YOUR INSTRUCTIONS
Reproduce the records below verbatim, from the line containing "as [[287, 83]]." through the line containing "[[175, 307], [204, 300]]", with both of those lines included.

RECORDS SHOWN

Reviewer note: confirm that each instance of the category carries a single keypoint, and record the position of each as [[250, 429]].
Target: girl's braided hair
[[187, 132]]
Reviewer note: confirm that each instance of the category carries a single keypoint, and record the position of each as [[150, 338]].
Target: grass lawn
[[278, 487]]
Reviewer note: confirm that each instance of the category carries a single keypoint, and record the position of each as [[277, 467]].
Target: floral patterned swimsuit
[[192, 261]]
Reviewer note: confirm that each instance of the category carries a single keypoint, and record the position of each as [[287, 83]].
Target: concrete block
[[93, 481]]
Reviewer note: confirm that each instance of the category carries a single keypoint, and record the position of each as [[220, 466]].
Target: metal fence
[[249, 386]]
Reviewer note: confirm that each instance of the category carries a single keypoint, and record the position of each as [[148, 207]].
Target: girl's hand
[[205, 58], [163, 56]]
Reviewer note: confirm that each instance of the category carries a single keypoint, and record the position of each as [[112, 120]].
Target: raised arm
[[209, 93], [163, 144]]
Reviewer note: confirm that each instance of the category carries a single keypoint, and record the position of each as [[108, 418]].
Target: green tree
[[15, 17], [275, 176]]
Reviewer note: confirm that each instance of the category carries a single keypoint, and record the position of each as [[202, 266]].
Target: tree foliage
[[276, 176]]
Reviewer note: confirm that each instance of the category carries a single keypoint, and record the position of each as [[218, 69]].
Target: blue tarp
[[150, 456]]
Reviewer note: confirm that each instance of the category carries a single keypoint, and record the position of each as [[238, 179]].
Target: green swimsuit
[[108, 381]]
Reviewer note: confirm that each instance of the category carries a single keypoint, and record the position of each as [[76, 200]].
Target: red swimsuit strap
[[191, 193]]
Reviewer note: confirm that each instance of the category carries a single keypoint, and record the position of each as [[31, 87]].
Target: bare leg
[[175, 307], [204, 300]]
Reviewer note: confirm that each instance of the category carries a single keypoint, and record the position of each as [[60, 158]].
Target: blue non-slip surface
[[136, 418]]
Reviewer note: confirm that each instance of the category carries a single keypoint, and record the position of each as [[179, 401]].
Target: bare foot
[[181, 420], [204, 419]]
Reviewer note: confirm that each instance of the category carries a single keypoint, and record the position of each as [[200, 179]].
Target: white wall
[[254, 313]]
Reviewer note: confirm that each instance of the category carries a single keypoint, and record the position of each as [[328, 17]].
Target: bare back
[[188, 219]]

EXERCISE RESULT
Reviewer note: confirm that each instance of the category carries a single keypoint, and record the position of each as [[287, 83]].
Target: concrete block
[[93, 481]]
Reviewer note: confirm that each instance of the category carries a single keypoint, and record the position of each as [[220, 466]].
Target: metal fence
[[249, 386]]
Reviewer note: confirm that each instance of the category carries a single keypoint, and record the position of each as [[148, 207]].
Target: girl's hand
[[205, 58], [163, 56]]
Reviewer note: confirm that each instance of the category carries a single keypoint, and record the position of each as [[112, 120]].
Target: raised arm
[[209, 93], [163, 144]]
Reviewer note: confirm that each instance of the category carries a single keypoint, and record the position of each as [[108, 418]].
Target: green tree
[[15, 17], [275, 176]]
Reviewer note: confirm that each instance of the category carries a single keypoint, and record the position of each as [[202, 266]].
Target: tree foliage
[[276, 176]]
Reviewer note: confirm that each instance of the category carries a single keypoint, and record the position of each as [[218, 69]].
Target: blue tarp
[[150, 456]]
Reviewer note: confirm that each instance of the category carries a single keypoint, and record the position of each as [[238, 179]].
Target: green swimsuit
[[108, 381]]
Reviewer note: confirm that each instance of the category carries a single keypoint, and record the position of each as [[76, 200]].
Target: red swimsuit strap
[[191, 193]]
Reviewer note: confirm that each instance of the category carries a single keypoint, and record the position of each as [[31, 87]].
Target: bare leg
[[175, 307], [204, 300]]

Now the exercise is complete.